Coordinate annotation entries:
========================================================================
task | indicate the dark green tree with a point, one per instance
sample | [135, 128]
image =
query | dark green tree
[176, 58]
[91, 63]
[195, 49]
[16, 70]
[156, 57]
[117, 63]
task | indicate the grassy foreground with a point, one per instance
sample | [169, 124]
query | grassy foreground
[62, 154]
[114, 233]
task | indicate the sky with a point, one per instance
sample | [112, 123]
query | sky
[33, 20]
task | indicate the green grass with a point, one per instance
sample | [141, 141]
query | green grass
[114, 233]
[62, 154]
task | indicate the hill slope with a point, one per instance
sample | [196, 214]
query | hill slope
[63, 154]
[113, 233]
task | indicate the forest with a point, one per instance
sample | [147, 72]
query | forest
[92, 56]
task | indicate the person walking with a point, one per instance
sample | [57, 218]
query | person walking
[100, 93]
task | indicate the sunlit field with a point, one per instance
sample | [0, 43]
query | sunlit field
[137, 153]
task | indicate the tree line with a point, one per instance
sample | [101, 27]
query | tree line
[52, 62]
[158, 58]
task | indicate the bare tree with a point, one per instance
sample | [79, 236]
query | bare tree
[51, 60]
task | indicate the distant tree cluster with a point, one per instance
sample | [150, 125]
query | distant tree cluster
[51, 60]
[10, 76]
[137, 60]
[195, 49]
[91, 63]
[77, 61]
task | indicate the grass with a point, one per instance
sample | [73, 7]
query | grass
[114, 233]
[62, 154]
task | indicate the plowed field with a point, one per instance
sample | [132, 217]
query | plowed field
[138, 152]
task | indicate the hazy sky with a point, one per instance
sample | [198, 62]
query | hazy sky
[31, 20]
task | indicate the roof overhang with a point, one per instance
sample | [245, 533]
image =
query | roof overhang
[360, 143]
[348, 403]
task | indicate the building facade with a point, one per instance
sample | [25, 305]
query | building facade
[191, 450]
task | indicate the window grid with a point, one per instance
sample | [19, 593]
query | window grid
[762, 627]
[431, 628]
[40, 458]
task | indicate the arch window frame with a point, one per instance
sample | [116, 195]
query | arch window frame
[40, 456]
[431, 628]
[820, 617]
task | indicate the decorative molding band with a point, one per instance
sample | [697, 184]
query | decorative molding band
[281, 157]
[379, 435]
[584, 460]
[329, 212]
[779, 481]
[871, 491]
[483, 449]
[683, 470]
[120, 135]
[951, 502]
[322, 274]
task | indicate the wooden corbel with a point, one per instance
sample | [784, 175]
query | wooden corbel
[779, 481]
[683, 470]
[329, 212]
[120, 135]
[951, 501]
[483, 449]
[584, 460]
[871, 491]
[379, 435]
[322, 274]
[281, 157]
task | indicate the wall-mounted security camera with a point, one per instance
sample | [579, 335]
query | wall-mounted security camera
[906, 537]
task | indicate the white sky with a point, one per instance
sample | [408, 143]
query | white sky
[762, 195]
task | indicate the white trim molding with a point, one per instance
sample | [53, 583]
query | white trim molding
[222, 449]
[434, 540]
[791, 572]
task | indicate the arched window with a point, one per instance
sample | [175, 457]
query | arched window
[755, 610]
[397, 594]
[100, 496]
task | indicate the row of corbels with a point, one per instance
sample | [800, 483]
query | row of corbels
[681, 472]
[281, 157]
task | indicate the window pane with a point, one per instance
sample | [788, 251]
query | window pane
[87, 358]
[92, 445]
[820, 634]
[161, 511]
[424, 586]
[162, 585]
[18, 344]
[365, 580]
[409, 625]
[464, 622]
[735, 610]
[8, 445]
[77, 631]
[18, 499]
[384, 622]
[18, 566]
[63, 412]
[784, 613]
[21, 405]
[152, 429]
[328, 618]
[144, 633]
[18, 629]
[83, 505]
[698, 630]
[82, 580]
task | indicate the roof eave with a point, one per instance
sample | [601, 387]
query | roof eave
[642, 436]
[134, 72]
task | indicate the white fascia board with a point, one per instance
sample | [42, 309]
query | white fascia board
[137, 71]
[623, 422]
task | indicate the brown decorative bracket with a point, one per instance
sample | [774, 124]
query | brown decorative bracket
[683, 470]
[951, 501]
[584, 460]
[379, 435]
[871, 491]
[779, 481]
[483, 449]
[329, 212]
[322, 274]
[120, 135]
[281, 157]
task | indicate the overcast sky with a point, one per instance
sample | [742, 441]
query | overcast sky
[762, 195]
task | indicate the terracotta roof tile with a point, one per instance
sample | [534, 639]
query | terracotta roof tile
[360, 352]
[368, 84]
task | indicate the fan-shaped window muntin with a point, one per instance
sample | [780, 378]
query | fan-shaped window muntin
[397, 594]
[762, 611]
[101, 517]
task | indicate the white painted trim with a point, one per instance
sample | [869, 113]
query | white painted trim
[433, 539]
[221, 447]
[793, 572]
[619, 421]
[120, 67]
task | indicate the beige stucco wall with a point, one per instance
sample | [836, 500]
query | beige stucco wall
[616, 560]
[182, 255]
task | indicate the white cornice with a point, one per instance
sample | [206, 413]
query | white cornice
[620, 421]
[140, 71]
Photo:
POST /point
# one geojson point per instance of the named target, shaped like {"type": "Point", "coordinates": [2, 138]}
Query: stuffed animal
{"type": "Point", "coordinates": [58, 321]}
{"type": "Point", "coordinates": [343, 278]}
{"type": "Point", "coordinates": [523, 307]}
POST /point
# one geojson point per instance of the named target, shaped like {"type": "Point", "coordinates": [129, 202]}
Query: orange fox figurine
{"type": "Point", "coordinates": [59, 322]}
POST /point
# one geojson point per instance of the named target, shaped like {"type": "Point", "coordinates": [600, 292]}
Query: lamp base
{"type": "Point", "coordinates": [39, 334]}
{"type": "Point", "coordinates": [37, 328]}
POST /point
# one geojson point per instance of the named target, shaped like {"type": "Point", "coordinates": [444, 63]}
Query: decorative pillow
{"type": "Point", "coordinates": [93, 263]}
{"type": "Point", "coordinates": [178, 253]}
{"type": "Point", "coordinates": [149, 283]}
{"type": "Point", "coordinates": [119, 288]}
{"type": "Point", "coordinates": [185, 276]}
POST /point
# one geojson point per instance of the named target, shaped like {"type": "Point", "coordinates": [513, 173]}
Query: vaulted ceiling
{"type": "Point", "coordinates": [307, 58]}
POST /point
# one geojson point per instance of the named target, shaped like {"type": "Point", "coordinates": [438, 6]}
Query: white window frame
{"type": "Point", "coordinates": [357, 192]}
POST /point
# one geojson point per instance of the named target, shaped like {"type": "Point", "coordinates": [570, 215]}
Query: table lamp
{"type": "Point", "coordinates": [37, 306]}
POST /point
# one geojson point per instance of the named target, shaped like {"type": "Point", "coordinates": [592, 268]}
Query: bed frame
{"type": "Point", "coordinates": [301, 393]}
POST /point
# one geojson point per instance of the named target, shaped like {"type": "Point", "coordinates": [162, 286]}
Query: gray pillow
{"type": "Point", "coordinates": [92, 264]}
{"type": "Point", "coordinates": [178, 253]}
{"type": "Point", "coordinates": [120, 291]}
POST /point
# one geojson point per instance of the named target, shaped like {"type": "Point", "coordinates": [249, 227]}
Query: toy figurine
========================================================================
Requirements:
Reproduce the listing in full. Keep it exactly as written.

Full answer:
task | indicate the dark green tree with a point, one per instance
sample | [135, 128]
image =
query | dark green tree
[176, 58]
[91, 63]
[195, 49]
[16, 70]
[156, 57]
[117, 63]
task | indicate the grassy foreground with a point, one per instance
sample | [169, 124]
query | grassy foreground
[62, 154]
[114, 233]
task | indicate the sky with a point, one per instance
sample | [112, 123]
query | sky
[33, 20]
task | indicate the green grass with a point, one per instance
sample | [141, 141]
query | green grass
[114, 233]
[62, 154]
task | indicate the hill slope with a point, one per instance
sample | [196, 214]
query | hill slope
[63, 154]
[113, 233]
task | indicate the forest with a point, one per instance
sample | [147, 72]
query | forest
[92, 56]
task | indicate the person walking with a point, one per instance
sample | [57, 218]
query | person walking
[100, 93]
task | indicate the sunlit field with a point, one per instance
sample | [0, 43]
query | sunlit field
[137, 153]
task | indicate the tree line with a point, one per instance
sample | [101, 27]
query | tree line
[52, 62]
[158, 58]
task | indicate the bare tree with a point, one per instance
sample | [79, 236]
query | bare tree
[51, 60]
task | indicate the distant tree cluster with a point, one per instance
sample | [150, 125]
query | distant tree cluster
[51, 60]
[10, 76]
[137, 60]
[195, 49]
[91, 63]
[77, 61]
task | indicate the grass with a point, one per instance
sample | [73, 7]
query | grass
[114, 233]
[62, 154]
task | indicate the plowed field with a point, one per instance
sample | [132, 217]
query | plowed field
[138, 152]
task | indicate the hazy sky with a point, one per instance
sample | [198, 62]
query | hazy sky
[31, 20]
task | indicate the roof overhang with a point, one per instance
sample | [245, 533]
image =
query | roof overhang
[360, 143]
[348, 403]
task | indicate the building facade with a point, one per instance
sample | [25, 305]
query | building facade
[191, 450]
task | indicate the window grid with a point, one per instance
sample | [19, 593]
query | window grid
[762, 627]
[431, 628]
[40, 458]
task | indicate the arch window frame with a point, one per instance
sample | [116, 195]
query | arch window frame
[40, 456]
[431, 628]
[820, 617]
task | indicate the decorative molding band with a point, one per instance
sample | [697, 184]
query | decorative molding band
[281, 157]
[379, 435]
[584, 460]
[329, 212]
[779, 481]
[871, 491]
[483, 449]
[683, 470]
[120, 135]
[951, 502]
[322, 274]
task | indicate the wooden corbel with a point, one per instance
sample | [784, 175]
query | wooden corbel
[779, 481]
[683, 470]
[329, 212]
[120, 135]
[951, 501]
[483, 449]
[584, 460]
[871, 491]
[379, 435]
[322, 274]
[281, 157]
task | indicate the wall-mounted security camera with a point, one per instance
sample | [579, 335]
query | wall-mounted security camera
[906, 537]
task | indicate the white sky with a point, one per instance
sample | [408, 143]
query | white sky
[762, 195]
task | indicate the white trim molding with a point, one per instance
sample | [53, 583]
query | white trim molding
[222, 449]
[434, 540]
[791, 572]
task | indicate the arched window with a point, one per instance
sample | [175, 457]
query | arched window
[755, 610]
[397, 594]
[100, 496]
task | indicate the row of corbels with a point, one per instance
sample | [800, 483]
query | row of corbels
[681, 472]
[281, 157]
task | indicate the window pane with a point, one per instance
sample | [788, 251]
query | window pane
[87, 358]
[92, 445]
[820, 634]
[161, 511]
[424, 586]
[162, 585]
[18, 344]
[365, 580]
[409, 625]
[464, 622]
[735, 610]
[8, 445]
[77, 631]
[18, 499]
[384, 622]
[18, 566]
[63, 412]
[784, 613]
[21, 405]
[152, 429]
[328, 618]
[144, 633]
[18, 629]
[83, 505]
[698, 630]
[82, 580]
task | indicate the roof eave with a point, one per instance
sample | [601, 387]
query | roof eave
[642, 436]
[134, 72]
task | indicate the white fascia board with a point, one per instance
sample | [42, 309]
query | white fascia board
[137, 71]
[623, 422]
task | indicate the brown decorative bracket with a point, one per instance
sample | [774, 124]
query | brown decorative bracket
[683, 470]
[951, 501]
[584, 460]
[379, 435]
[871, 491]
[779, 481]
[483, 449]
[329, 212]
[322, 274]
[120, 135]
[281, 157]
task | indicate the overcast sky with a point, one per instance
sample | [742, 441]
query | overcast sky
[762, 195]
task | indicate the terracotta roof tile with a point, one per instance
sample | [534, 639]
query | terracotta roof tile
[360, 352]
[368, 84]
task | indicate the fan-shaped window muntin with a point, one per instance
sample | [780, 378]
query | fan-shaped window muntin
[397, 594]
[762, 611]
[101, 517]
task | indicate the white painted trim with a point, one per instance
sample | [869, 113]
query | white painted trim
[433, 539]
[221, 447]
[793, 572]
[619, 421]
[120, 67]
task | indicate the beige stucco wall with a point, one per instance
sample | [836, 500]
query | beige stucco wall
[616, 560]
[182, 255]
task | indicate the white cornice with a point, one per instance
sample | [206, 413]
query | white cornice
[620, 421]
[140, 71]
Photo:
POST /point
# one geojson point per instance of the named target, shaped like {"type": "Point", "coordinates": [2, 138]}
Query: stuffed animal
{"type": "Point", "coordinates": [58, 321]}
{"type": "Point", "coordinates": [343, 278]}
{"type": "Point", "coordinates": [523, 307]}
POST /point
# one geojson point per instance of the named target, shaped like {"type": "Point", "coordinates": [129, 202]}
Query: orange fox figurine
{"type": "Point", "coordinates": [59, 322]}
POST /point
# one geojson point per instance of the named target, shaped like {"type": "Point", "coordinates": [600, 292]}
Query: lamp base
{"type": "Point", "coordinates": [39, 334]}
{"type": "Point", "coordinates": [37, 328]}
POST /point
# one geojson point per instance of the named target, shaped like {"type": "Point", "coordinates": [444, 63]}
Query: decorative pillow
{"type": "Point", "coordinates": [93, 263]}
{"type": "Point", "coordinates": [178, 253]}
{"type": "Point", "coordinates": [149, 283]}
{"type": "Point", "coordinates": [119, 288]}
{"type": "Point", "coordinates": [185, 276]}
POST /point
# one geojson point per instance of the named target, shaped like {"type": "Point", "coordinates": [513, 173]}
Query: vaulted ceiling
{"type": "Point", "coordinates": [307, 58]}
POST /point
# one geojson point per instance of the named target, shaped like {"type": "Point", "coordinates": [438, 6]}
Query: white window frame
{"type": "Point", "coordinates": [357, 192]}
POST /point
# one geojson point per instance of the named target, shaped like {"type": "Point", "coordinates": [570, 215]}
Query: table lamp
{"type": "Point", "coordinates": [37, 306]}
POST /point
# one geojson point per instance of the named target, shaped like {"type": "Point", "coordinates": [592, 268]}
Query: bed frame
{"type": "Point", "coordinates": [301, 393]}
POST /point
# one geojson point per instance of the named target, shaped like {"type": "Point", "coordinates": [162, 286]}
Query: gray pillow
{"type": "Point", "coordinates": [92, 264]}
{"type": "Point", "coordinates": [178, 253]}
{"type": "Point", "coordinates": [120, 291]}
POST /point
# one geojson point per instance of the named target, shaped like {"type": "Point", "coordinates": [249, 227]}
Query: toy figurine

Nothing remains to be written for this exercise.